Combating Generative AI’s Hallucination Problem
Knowledge graphs and graph data science algorithms can build LLMs that unlock the potential in a company's data
For all its benefits in optimizing processes and informing decision-making in businesses, generative AI’s credibility for real use cases is hindered by a lack of accuracy, transparency and explainability in the content it generates – otherwise known as generative AI “hallucinations.”
Why Hallucinations are Problematic for Businesses
Businesses trying to move forward with Gen AI deployment for more practical results are grappling with a staggering 41% Large Language Model (LLM) hallucination rate. The difficulty hallucinations create means decision-makers are left gambling that the result of a prompt will be correct, which could have a significant impact on the direction of a project or even the bottom line. Without a research breakthrough, LLMs will remain this way; they are not sentient and cannot replace human intelligence.

■ ASSIGNMENT ■
Continue the article on generative AI hallucinations from the point where it stops, carrying its argument forward in the same formal register.

■ INPUT DATA ■
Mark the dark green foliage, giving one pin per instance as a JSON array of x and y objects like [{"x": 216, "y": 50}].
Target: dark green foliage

■ OUTPUT FOR THIS EXERCISE ■
What Causes Hallucinations
The relative nascency of generative AI means IT teams don’t yet have total clarity on the best way to create, train, and maintain the LLMs that power these systems. Traditional LLMs – that rely on probabilities rather than definitives - aren’t set up to successfully extract the meaning from modern intertwined data. Drinking from an ocean of online content and potentially contradictory options, they often repeat false facts or, worse, fill in the blanks with plausible fabrications, generating hallucinations.
Professor Yejin Choi has demonstrated how ChatGPT fails to deduce inferences that seem clear to humans. For example, if you tell ChatGPT it takes two hours for two shirts to dry in the sun and then ask how long it would take five shirts to dry, it will tell you the answer is five hours. generative AI in this instance does the maths and ignores the logic; it doesn’t matter if you put 10 shirts out, it will still take two hours. Data professionals are therefore turning to trusted, well-known technologies to help make the outputs of generative AI systems more reliable.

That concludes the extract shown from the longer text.